-- What is needed --
Go through the data that follows and restate each line exactly as it reads.

Dataset records
*** Block opens ***

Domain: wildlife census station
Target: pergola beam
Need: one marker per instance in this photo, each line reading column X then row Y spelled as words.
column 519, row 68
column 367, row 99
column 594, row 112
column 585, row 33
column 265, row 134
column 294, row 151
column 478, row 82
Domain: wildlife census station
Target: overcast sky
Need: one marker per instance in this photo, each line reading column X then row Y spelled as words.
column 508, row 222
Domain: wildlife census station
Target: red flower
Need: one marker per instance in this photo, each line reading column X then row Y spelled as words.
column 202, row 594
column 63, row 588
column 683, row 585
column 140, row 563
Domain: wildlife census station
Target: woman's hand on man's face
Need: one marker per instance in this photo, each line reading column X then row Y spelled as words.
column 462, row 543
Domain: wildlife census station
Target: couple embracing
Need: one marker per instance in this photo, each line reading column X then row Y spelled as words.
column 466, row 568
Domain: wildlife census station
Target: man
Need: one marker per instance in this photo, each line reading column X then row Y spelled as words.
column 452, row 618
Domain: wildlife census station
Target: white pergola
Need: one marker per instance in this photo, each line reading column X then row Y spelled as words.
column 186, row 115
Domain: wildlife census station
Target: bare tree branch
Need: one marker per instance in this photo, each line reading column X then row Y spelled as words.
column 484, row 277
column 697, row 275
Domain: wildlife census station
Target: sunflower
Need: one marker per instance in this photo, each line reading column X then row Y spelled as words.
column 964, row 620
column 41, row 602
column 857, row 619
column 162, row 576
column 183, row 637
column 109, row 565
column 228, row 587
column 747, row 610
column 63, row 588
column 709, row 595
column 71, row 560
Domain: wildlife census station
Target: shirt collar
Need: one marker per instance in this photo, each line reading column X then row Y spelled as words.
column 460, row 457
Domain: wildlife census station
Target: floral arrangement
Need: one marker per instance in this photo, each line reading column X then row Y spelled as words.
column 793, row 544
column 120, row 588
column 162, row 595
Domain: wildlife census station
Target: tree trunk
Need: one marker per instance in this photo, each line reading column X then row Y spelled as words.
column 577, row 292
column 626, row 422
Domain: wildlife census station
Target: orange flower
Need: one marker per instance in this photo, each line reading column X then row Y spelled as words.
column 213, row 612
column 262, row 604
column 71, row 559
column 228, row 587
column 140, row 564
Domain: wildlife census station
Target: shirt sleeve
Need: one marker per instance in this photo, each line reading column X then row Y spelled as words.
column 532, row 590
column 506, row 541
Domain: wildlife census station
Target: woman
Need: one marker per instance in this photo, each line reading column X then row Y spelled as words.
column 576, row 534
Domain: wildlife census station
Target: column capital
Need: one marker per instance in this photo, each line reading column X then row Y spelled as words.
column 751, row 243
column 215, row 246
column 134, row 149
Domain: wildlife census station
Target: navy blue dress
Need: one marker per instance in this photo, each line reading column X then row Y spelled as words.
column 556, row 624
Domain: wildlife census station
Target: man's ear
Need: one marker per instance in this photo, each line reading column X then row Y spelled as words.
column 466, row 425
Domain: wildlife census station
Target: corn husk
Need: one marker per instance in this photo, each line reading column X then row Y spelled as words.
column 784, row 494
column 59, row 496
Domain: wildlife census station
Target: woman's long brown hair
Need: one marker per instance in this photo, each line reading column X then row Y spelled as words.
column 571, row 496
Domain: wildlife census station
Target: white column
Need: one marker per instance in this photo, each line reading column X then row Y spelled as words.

*** Block closes ***

-- Finished task --
Domain: wildlife census station
Target: pergola beam
Need: one marker per instance in this photo, each line reading column X then row Y spelled as words.
column 519, row 68
column 367, row 99
column 594, row 112
column 585, row 33
column 265, row 134
column 294, row 151
column 478, row 82
Domain: wildlife census station
Target: overcast sky
Need: one marker per instance in this photo, each line reading column X then row Y spelled as words.
column 508, row 222
Domain: wildlife census station
Target: red flower
Need: one marker per instance in this photo, each line reading column X then row Y spelled as words.
column 202, row 594
column 63, row 588
column 683, row 585
column 140, row 563
Domain: wildlife census station
Target: woman's hand on man's face
Need: one marker per instance in this photo, each line reading column X then row Y spelled as words.
column 462, row 543
Domain: wildlife census station
Target: couple embracing
Need: one marker per instance in this photo, each line reading column X then row Y spelled as words.
column 466, row 568
Domain: wildlife census station
Target: man
Need: one marker per instance in this photo, each line reading column X then row Y spelled as words.
column 452, row 618
Domain: wildlife census station
Target: white pergola
Need: one marker per instance in this photo, each line reading column X then row Y spelled as words.
column 186, row 115
Domain: wildlife census station
Target: bare tree branch
Need: one marker per instance in this photo, each line reading column X then row Y spelled as words.
column 484, row 277
column 697, row 275
Domain: wildlife census station
Target: sunflower
Need: one marker per instance in this photo, each line reading column X then row Y spelled as words.
column 964, row 620
column 41, row 602
column 857, row 619
column 162, row 576
column 183, row 637
column 109, row 565
column 228, row 587
column 747, row 610
column 63, row 588
column 709, row 595
column 71, row 560
Domain: wildlife census station
Target: shirt collar
Need: one marker per instance in this photo, each line reading column X then row Y spelled as words.
column 460, row 457
Domain: wildlife census station
Target: floral arrangement
Need: one marker per instance in this photo, each line reading column X then row Y spelled as words.
column 793, row 544
column 120, row 588
column 162, row 595
Domain: wildlife census station
Target: tree trunk
Need: one marker per instance in this photo, each line reading column X then row Y spelled as words.
column 577, row 292
column 626, row 422
Domain: wildlife census station
Target: orange flower
Need: one marker per instance in this photo, each line reading column X then row Y spelled as words.
column 213, row 612
column 262, row 604
column 71, row 559
column 228, row 587
column 140, row 564
Domain: wildlife census station
Target: shirt sleeve
Need: one marker per instance in this photo, each line reading column X then row Y spelled as words.
column 532, row 590
column 506, row 541
Domain: wildlife census station
Target: woman
Need: one marker per instance in this photo, each line reading column X then row Y spelled as words.
column 576, row 534
Domain: wildlife census station
Target: column capital
Need: one marker per instance in this photo, each line reading column X then row Y spelled as words.
column 751, row 243
column 215, row 246
column 134, row 149
Domain: wildlife census station
Target: navy blue dress
Need: one marker per instance in this photo, each line reading column X then row Y spelled as words.
column 556, row 624
Domain: wildlife census station
Target: man's ear
Need: one marker per instance in this photo, each line reading column X then row Y spelled as words.
column 466, row 425
Domain: wildlife census station
Target: corn husk
Need: one marker per instance in this photo, each line reading column X then row Y spelled as words.
column 784, row 494
column 59, row 496
Domain: wildlife census station
Target: woman's long brown hair
Need: one marker per instance in this photo, each line reading column X then row Y spelled as words.
column 571, row 496
Domain: wildlife census station
Target: white column
Need: one marker per instance in this photo, each line reading column X then row Y spelled as words.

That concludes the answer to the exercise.